-- Given text --
Electrostatics

Most charged residues occur on, or near, the surface of proteins. Electrostatic interactions are relatively long-range forces. When charged residues are buried within the protein, they must make specific 'salt-bridge' charge-pairs (burying a charge without a partner would be very destabilizing).

Practical work

View this structure (lysozyme, 7lyz) again using PyMOL. We will now highlight the charged residues and observe their location.

Show your molecule as cartoons and Colour->chain
Now click in the bottom left corner of the screen and type
select resn arg+lys
after the PyMOL>
This selects all positively charged amino acids. You can modify the display of a selection by using the S, H, and C buttons next to (sele). For this selection
Show->sidechain->sticks Colour->blue

Now let's colour the negatively charged amino acids red. Click in the bottom left corner of the screen and type
select resn asp+glu
after the PyMOL>

For this selection
Show->sidechain->sticks Colour->red

Now rotate the structure and look at where the coloured residues occur - are they on the surface, or buried? Keep rotating the structure to get a sense of depth.

Now we will look at an example of a buried salt bridge in which an arginine interacts with a glutamate.

Download this structure (catalase, 8cat) and view using PyMOL.How would you describe the quaternary structure of this protein? What about the tertiary structure?

Select
Show->cartoons Hide->Lines Colour->chain

This protein consists of two chains and these commands colour the two chains in green and blue rendering them as cartoons.

Now we will look at the specific residues forming the salt bridge. These are Arginine 111 and Glutamic acid 329.

Select residue 111 by typing
select resi 111
at the bottom left corner of the screen.
Now Show this selection as sticks and Colour->orange
Repeat for residue 329.

Look at the location of the arginine and glutamate noting how the charged ends of the sidechains are close to one another.

-- Exercise brief --
Reproduce the stretch of the electrostatics text from "Now rotate the" through "them as cartoons.", renaming "cartoons" to "ribbons" wherever it occurs. The items that follow have no connection to the electrostatics text.

[Saved data entries]
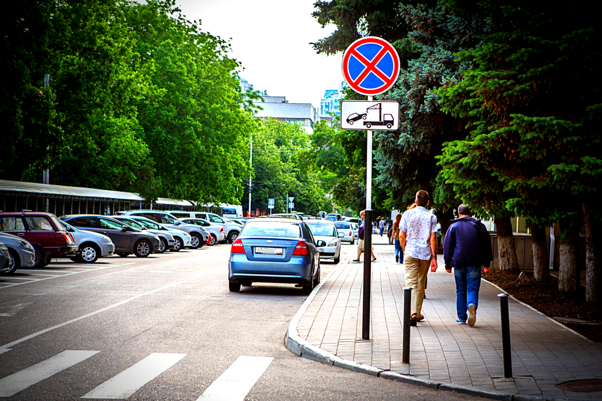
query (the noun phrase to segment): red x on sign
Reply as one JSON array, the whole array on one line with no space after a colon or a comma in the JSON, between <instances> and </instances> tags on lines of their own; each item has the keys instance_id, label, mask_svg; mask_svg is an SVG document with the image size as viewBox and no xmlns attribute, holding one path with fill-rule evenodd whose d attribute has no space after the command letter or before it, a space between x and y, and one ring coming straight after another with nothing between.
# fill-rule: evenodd
<instances>
[{"instance_id":1,"label":"red x on sign","mask_svg":"<svg viewBox=\"0 0 602 401\"><path fill-rule=\"evenodd\" d=\"M386 91L399 75L399 56L391 44L370 36L352 43L343 55L343 73L358 93L375 95Z\"/></svg>"}]
</instances>

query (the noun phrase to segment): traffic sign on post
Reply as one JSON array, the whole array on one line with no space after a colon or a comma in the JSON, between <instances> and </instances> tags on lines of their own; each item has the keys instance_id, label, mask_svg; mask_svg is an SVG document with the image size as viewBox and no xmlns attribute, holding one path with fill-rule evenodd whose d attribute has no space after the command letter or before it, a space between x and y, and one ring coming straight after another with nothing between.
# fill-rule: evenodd
<instances>
[{"instance_id":1,"label":"traffic sign on post","mask_svg":"<svg viewBox=\"0 0 602 401\"><path fill-rule=\"evenodd\" d=\"M388 90L399 76L399 55L384 39L368 36L349 45L343 58L343 75L351 88L373 96Z\"/></svg>"}]
</instances>

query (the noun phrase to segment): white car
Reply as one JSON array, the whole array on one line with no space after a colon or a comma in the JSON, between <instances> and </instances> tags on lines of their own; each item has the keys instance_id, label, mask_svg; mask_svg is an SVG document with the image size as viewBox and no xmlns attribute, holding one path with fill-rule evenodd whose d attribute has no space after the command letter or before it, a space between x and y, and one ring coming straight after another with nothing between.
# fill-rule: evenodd
<instances>
[{"instance_id":1,"label":"white car","mask_svg":"<svg viewBox=\"0 0 602 401\"><path fill-rule=\"evenodd\" d=\"M182 218L182 221L187 224L200 225L208 231L209 234L211 236L210 240L211 242L209 243L210 245L214 245L218 242L221 242L226 239L226 233L224 233L223 227L221 225L209 222L205 219Z\"/></svg>"},{"instance_id":2,"label":"white car","mask_svg":"<svg viewBox=\"0 0 602 401\"><path fill-rule=\"evenodd\" d=\"M309 227L314 239L317 243L321 240L326 243L320 246L323 250L320 253L320 259L334 259L335 263L341 260L341 239L344 236L337 230L335 224L328 220L309 220L305 223Z\"/></svg>"},{"instance_id":3,"label":"white car","mask_svg":"<svg viewBox=\"0 0 602 401\"><path fill-rule=\"evenodd\" d=\"M343 233L343 236L341 238L341 242L347 241L349 243L353 245L355 242L355 234L353 234L353 230L351 227L351 223L346 221L335 221L335 225L339 234Z\"/></svg>"}]
</instances>

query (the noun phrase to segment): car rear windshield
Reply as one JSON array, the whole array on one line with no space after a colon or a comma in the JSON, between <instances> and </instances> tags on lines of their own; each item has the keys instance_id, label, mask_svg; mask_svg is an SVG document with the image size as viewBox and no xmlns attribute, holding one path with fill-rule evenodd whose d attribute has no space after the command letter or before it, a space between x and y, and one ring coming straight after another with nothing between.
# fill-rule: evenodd
<instances>
[{"instance_id":1,"label":"car rear windshield","mask_svg":"<svg viewBox=\"0 0 602 401\"><path fill-rule=\"evenodd\" d=\"M311 233L314 235L322 235L325 237L336 237L337 231L334 224L308 224Z\"/></svg>"},{"instance_id":2,"label":"car rear windshield","mask_svg":"<svg viewBox=\"0 0 602 401\"><path fill-rule=\"evenodd\" d=\"M249 221L243 228L242 236L300 238L301 227L297 223L282 221Z\"/></svg>"}]
</instances>

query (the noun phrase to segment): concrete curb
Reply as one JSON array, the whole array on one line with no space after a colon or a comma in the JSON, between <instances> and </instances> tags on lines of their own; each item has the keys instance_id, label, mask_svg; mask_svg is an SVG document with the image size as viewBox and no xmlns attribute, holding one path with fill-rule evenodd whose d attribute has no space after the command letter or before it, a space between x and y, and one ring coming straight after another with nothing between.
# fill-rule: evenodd
<instances>
[{"instance_id":1,"label":"concrete curb","mask_svg":"<svg viewBox=\"0 0 602 401\"><path fill-rule=\"evenodd\" d=\"M347 256L346 255L346 256ZM287 335L285 337L284 342L286 344L287 348L288 348L293 354L299 355L299 357L303 357L303 358L315 361L316 362L320 362L320 363L323 363L326 365L330 365L330 366L336 366L337 367L348 369L349 370L352 370L353 372L358 372L366 375L370 375L371 376L374 376L382 379L394 380L396 381L402 382L408 384L414 384L448 391L454 391L455 393L460 393L471 396L478 396L479 397L491 400L503 400L504 401L547 401L548 400L550 401L552 400L554 400L556 401L568 401L568 399L551 399L545 397L521 396L520 394L514 394L506 393L489 391L487 390L476 388L474 387L465 387L463 386L455 385L450 383L438 382L436 381L430 380L429 379L420 379L409 375L402 375L401 373L391 372L390 370L383 370L382 369L379 369L377 367L370 366L370 365L364 365L363 364L354 362L353 361L344 360L339 358L333 354L320 348L319 347L317 347L312 344L310 344L309 341L302 338L299 335L299 331L297 329L297 326L299 325L299 320L301 319L302 316L303 316L303 313L305 313L305 311L307 310L309 304L311 303L311 301L315 297L315 295L318 293L318 291L319 291L320 289L321 288L322 284L328 280L330 276L332 275L335 272L338 271L340 267L342 266L343 265L343 263L339 263L339 265L333 269L332 271L329 273L323 280L320 281L320 284L318 284L317 286L314 289L314 290L312 291L311 293L307 297L307 299L303 303L303 305L301 305L301 307L299 308L299 310L297 311L297 313L295 314L294 316L293 317L293 319L288 324L288 329L287 330ZM486 281L487 280L484 281ZM489 282L487 281L487 283ZM503 292L503 290L500 289L500 287L495 286L495 284L491 283L489 283L489 284L491 284L499 289L501 291ZM529 305L521 302L521 301L516 299L514 297L512 297L512 296L510 296L510 297L515 301L531 308ZM531 308L533 309L533 308ZM535 310L541 314L544 314L535 309L533 309L533 310ZM544 316L548 317L548 319L550 319L549 317L546 316L545 314L544 314ZM554 320L553 319L551 320L556 322L556 320ZM556 323L558 322L556 322ZM558 323L558 324L563 327L565 327L560 323ZM568 330L571 330L571 329L568 327L565 327L565 328ZM571 330L571 331L573 331ZM576 334L579 334L579 333ZM583 337L580 334L579 335ZM585 337L583 338L585 338Z\"/></svg>"}]
</instances>

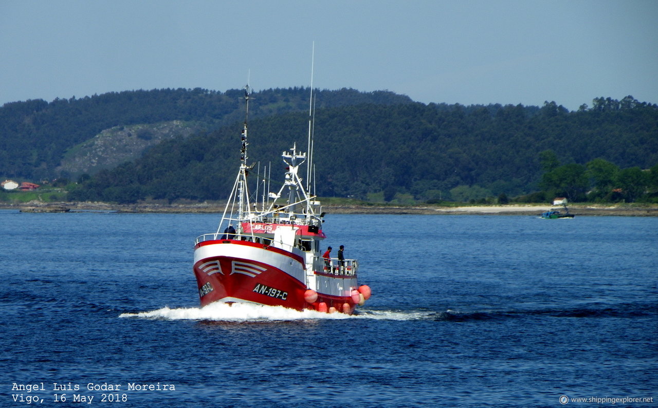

-- Answer area --
Now rotate the structure and look at where the coloured residues occur - are they on the surface, or buried? Keep rotating the structure to get a sense of depth.

Now we will look at an example of a buried salt bridge in which an arginine interacts with a glutamate.

Download this structure (catalase, 8cat) and view using PyMOL.How would you describe the quaternary structure of this protein? What about the tertiary structure?

Select
Show->ribbons Hide->Lines Colour->chain

This protein consists of two chains and these commands colour the two chains in green and blue rendering them as ribbons.